- MATERIAL PROVIDED -

========================================

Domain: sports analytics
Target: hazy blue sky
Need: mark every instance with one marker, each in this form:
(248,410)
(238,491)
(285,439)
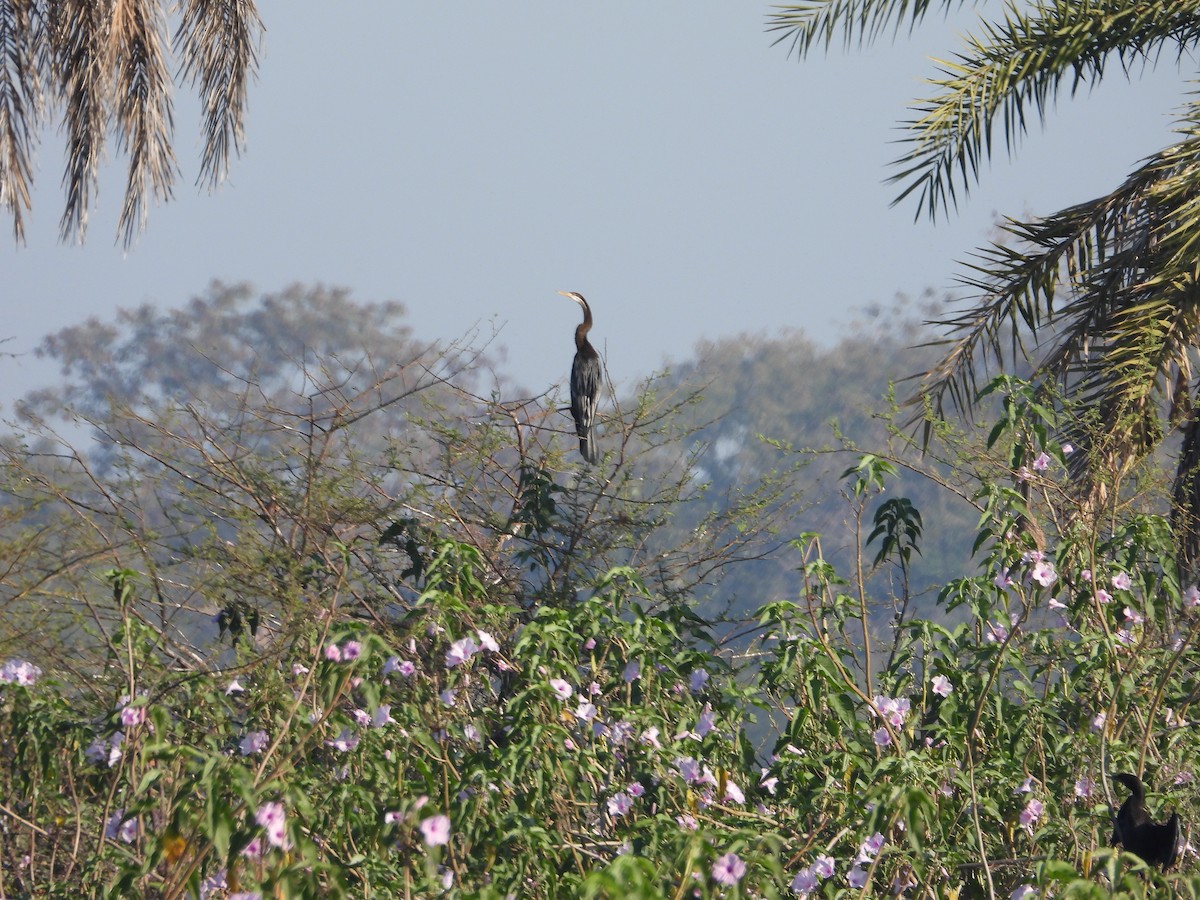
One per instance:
(663,159)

========================================

- TO DO -
Please copy out every line of the records, requests included, rescaling only the point coordinates in the answers by multiplying them by 1.6 and rounding to whole numbers, halves up. Leave the pictures out.

- COMPLETE RESPONSE -
Domain: sports analytics
Target: hazy blue sky
Need: mark every instance with one marker, each in this form:
(248,410)
(238,491)
(285,439)
One per instance:
(1061,254)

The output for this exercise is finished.